● EXERCISE BRIEF: Turn every line of the data below into a Markdown table with two columns, "Row" for the line's number and "Line" for its text. Leave out any blank lines.

● DATA:
^^^^
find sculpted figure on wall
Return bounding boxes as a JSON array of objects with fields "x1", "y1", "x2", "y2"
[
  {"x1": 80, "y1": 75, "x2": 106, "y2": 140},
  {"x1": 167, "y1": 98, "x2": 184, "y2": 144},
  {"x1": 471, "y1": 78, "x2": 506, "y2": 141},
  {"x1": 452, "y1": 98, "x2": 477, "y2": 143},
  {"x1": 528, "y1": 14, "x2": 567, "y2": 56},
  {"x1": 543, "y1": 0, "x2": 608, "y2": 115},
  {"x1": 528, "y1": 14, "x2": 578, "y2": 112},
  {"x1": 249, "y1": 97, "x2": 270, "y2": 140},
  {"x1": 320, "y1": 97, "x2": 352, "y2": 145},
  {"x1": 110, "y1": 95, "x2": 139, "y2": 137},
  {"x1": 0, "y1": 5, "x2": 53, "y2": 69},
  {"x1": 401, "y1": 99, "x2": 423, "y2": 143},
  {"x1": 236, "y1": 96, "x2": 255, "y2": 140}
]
^^^^
● FULL SOLUTION:
| Row | Line |
|---|---|
| 1 | find sculpted figure on wall |
| 2 | Return bounding boxes as a JSON array of objects with fields "x1", "y1", "x2", "y2" |
| 3 | [ |
| 4 |   {"x1": 80, "y1": 75, "x2": 106, "y2": 140}, |
| 5 |   {"x1": 167, "y1": 98, "x2": 184, "y2": 144}, |
| 6 |   {"x1": 471, "y1": 78, "x2": 506, "y2": 141}, |
| 7 |   {"x1": 452, "y1": 98, "x2": 477, "y2": 143}, |
| 8 |   {"x1": 528, "y1": 14, "x2": 567, "y2": 56}, |
| 9 |   {"x1": 543, "y1": 0, "x2": 608, "y2": 115}, |
| 10 |   {"x1": 528, "y1": 14, "x2": 578, "y2": 112}, |
| 11 |   {"x1": 249, "y1": 97, "x2": 270, "y2": 140}, |
| 12 |   {"x1": 320, "y1": 97, "x2": 352, "y2": 145}, |
| 13 |   {"x1": 110, "y1": 95, "x2": 139, "y2": 137}, |
| 14 |   {"x1": 0, "y1": 5, "x2": 53, "y2": 69}, |
| 15 |   {"x1": 401, "y1": 99, "x2": 423, "y2": 143}, |
| 16 |   {"x1": 236, "y1": 96, "x2": 255, "y2": 140} |
| 17 | ] |